# How smart is Raikage(4th).



## Gin Ichimaru's Shadow (Mar 30, 2018)

Same as above.


----------



## Bonly (Mar 30, 2018)

Decently smart to pretty smart I’d guess we’ll unless he’s seeing red

Reactions: Funny 1


----------



## Gin Ichimaru's Shadow (Mar 30, 2018)

Bonly said:


> Decently smart to pretty smart I’d guess we’ll unless he’s seeing red


That explains why Sharingan iritates him.


----------



## koton123 (Mar 30, 2018)

I don't think you should overestimate the Raikage's intelligence, not being a hater but imo from what we've seen from him, he has some battle knowledge, but that's pretty much it. He attacks without thinking of the consequences (attacked sasuke's amaterasu susanoo ). I'd say IQ around 90 - 105. Also he lets his emotion take over his actions all the time.


----------



## Maverick04 (Mar 30, 2018)

Well he's smart enough to switch to V2 after seeing the Mangekyou.

Reactions: Like 1


----------



## koton123 (Mar 30, 2018)

RahulPK04 said:


> Well he's smart enough to switch to V2 after seeing the Mangekyou.


reaction time + speed, does not equal IQ


----------



## Kubish (Mar 30, 2018)

street smart


----------



## oiety (Mar 30, 2018)

Above average general intelligence, he is a Kage after all, and there's major politics involved in that.

Reactions: Like 1 | Agree 2


----------



## Maverick04 (Mar 30, 2018)

koton123 said:


> reaction time + speed, does not equal IQ






Looks at Mangekyou
Switches to V2 for extra speed
Smart enough to know the severity of the situation and act accordingly.
Nuff said


----------



## koton123 (Mar 30, 2018)

oiety said:


> Above average general intelligence, he is a Kage after all, and there's major politics involved in that.


no he's not, the only reason he was chosen (idk even know in difference villages how they chose raikage) was because he was related to the 3rd raikage. ''major politics'' You don't know, it could be that he has alot of advisors and people that make decisions for him.


----------



## koton123 (Mar 30, 2018)

RahulPK04 said:


> Looks at Mangekyou
> Switches to V2 for extra speed
> Smart enough to know the severity of the situation and act accordingly.
> Nuff said


???
*seems opponent about to launch an attack*
*create a defense*
So you have a higher than average intelligence because this? maybe in the US


----------



## oiety (Mar 30, 2018)

koton123 said:


> no he's not, the only reason he was chosen (idk even know in difference villages how they chose raikage) was because he was related to the 3rd raikage. ''major politics'' You don't know, it could be that he has alot of advisors and people that make decisions for him.

### Data segment
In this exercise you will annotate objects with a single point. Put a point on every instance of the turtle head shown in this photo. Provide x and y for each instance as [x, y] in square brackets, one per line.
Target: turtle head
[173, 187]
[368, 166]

### Instruction
In the thread on the Raikage's intelligence, what IQ range does koton123 estimate for him? The lines after the thread are not needed for this.

### Answer for this exercise
Around 90 to 105.